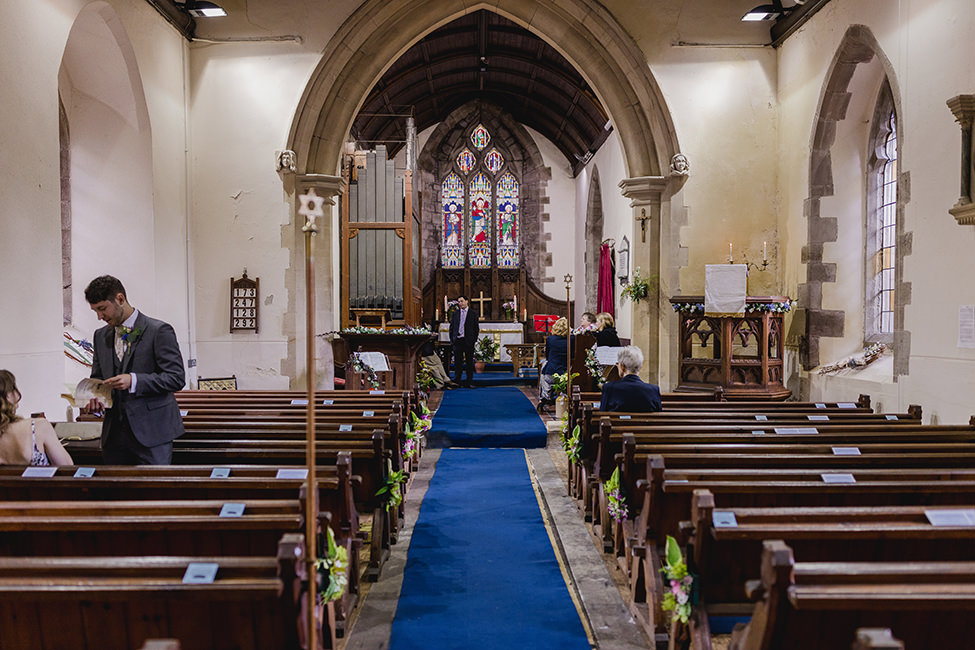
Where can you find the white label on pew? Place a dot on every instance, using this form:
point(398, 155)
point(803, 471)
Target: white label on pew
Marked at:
point(951, 517)
point(722, 519)
point(232, 510)
point(838, 478)
point(40, 472)
point(292, 473)
point(200, 573)
point(796, 431)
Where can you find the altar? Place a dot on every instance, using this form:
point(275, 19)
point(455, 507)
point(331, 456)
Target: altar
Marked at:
point(503, 333)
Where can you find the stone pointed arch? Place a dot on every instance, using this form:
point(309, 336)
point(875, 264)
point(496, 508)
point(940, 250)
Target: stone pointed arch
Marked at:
point(859, 46)
point(582, 31)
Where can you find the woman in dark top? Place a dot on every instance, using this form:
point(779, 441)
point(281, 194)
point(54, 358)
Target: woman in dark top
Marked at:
point(606, 331)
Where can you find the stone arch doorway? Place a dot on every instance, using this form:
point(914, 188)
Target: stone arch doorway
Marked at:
point(858, 48)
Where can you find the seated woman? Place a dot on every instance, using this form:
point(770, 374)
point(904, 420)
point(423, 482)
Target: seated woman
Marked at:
point(25, 442)
point(606, 331)
point(555, 362)
point(630, 394)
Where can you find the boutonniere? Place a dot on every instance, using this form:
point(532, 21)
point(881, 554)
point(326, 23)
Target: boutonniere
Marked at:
point(130, 334)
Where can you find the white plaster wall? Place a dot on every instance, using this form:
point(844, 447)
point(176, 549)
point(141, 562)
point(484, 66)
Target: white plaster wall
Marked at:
point(30, 242)
point(930, 46)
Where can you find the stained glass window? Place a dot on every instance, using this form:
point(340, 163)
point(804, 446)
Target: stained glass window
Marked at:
point(479, 245)
point(452, 200)
point(480, 137)
point(507, 220)
point(494, 161)
point(466, 160)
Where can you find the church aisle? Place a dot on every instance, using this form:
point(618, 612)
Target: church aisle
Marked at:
point(482, 571)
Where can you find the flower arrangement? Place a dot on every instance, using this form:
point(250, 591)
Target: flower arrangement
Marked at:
point(333, 566)
point(391, 489)
point(595, 370)
point(359, 366)
point(678, 583)
point(485, 349)
point(615, 498)
point(639, 287)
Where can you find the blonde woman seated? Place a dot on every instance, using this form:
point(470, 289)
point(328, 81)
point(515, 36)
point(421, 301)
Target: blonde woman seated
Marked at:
point(25, 441)
point(606, 331)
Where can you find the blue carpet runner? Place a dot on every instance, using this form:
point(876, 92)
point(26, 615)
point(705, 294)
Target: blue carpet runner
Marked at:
point(491, 416)
point(481, 572)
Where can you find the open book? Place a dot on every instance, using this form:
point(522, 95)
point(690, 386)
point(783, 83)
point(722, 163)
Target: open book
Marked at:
point(87, 389)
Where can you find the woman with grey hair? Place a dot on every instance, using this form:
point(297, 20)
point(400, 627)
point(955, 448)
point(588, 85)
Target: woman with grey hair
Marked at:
point(630, 394)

..........

--- To do ---
I'd like every line with the string "blonde" copied from the listing.

--- Task solution ---
Where can you find the blonde woman seated? Place a dot on every instance, using this form:
Target: blonde woman seated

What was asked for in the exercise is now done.